# Task statement
Copy out every row below word for word, keeping each line as it stands.

## START Available data

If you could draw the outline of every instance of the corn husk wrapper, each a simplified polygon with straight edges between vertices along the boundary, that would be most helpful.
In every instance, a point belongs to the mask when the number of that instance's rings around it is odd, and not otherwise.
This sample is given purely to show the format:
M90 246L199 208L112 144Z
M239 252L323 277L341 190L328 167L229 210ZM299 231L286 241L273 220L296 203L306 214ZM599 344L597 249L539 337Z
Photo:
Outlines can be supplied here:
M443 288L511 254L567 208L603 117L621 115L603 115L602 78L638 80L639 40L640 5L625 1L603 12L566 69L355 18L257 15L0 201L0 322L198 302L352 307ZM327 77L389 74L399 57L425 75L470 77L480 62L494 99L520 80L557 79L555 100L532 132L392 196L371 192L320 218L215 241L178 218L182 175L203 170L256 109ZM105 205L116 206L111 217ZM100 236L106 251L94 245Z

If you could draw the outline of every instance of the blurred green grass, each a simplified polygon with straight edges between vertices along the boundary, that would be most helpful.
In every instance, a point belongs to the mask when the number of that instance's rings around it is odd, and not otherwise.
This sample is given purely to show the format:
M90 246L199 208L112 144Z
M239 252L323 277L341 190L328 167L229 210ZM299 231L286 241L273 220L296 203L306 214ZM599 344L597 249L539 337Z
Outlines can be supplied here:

## END Available data

# Output of the task
If you could draw the outline of every instance of the corn husk wrapper, each a simplified polygon with straight edges between vertices along the boundary, that would be most helpful.
In every instance, a point belongs to the mask when the number of that instance's rings around it is odd, and not otherwise.
This sample is given purely to show the format:
M90 246L199 208L112 144Z
M239 252L323 277L341 190L328 167L229 210ZM299 231L286 241L273 220L296 203L306 214ZM599 344L597 249L539 337Z
Photo:
Outlines can be supplied here:
M443 288L511 254L567 208L603 117L621 115L603 115L602 78L638 80L639 40L640 5L625 1L603 12L566 69L355 18L257 15L0 201L0 322L198 302L352 307ZM327 77L389 74L399 57L425 75L470 77L480 62L494 99L520 80L557 79L555 100L532 132L392 196L371 192L320 218L215 241L178 218L182 175L203 170L256 109ZM105 205L116 206L111 217ZM100 236L106 251L94 245Z

If you could draw the outline of every instance of the blurred green grass, each a simplified polygon with straight edges between vertices along the boundary, that would be most helpful.
In every instance, a point belongs to the mask when the number of that instance's rings around it is odd, and not otherwise.
This sample is given purely to show the format:
M90 246L199 208L112 144Z
M239 252L323 277L341 190L328 167L229 210ZM299 231L286 241L273 220L296 203L306 214ZM599 344L597 249L539 337Z
Outlines can be supplied here:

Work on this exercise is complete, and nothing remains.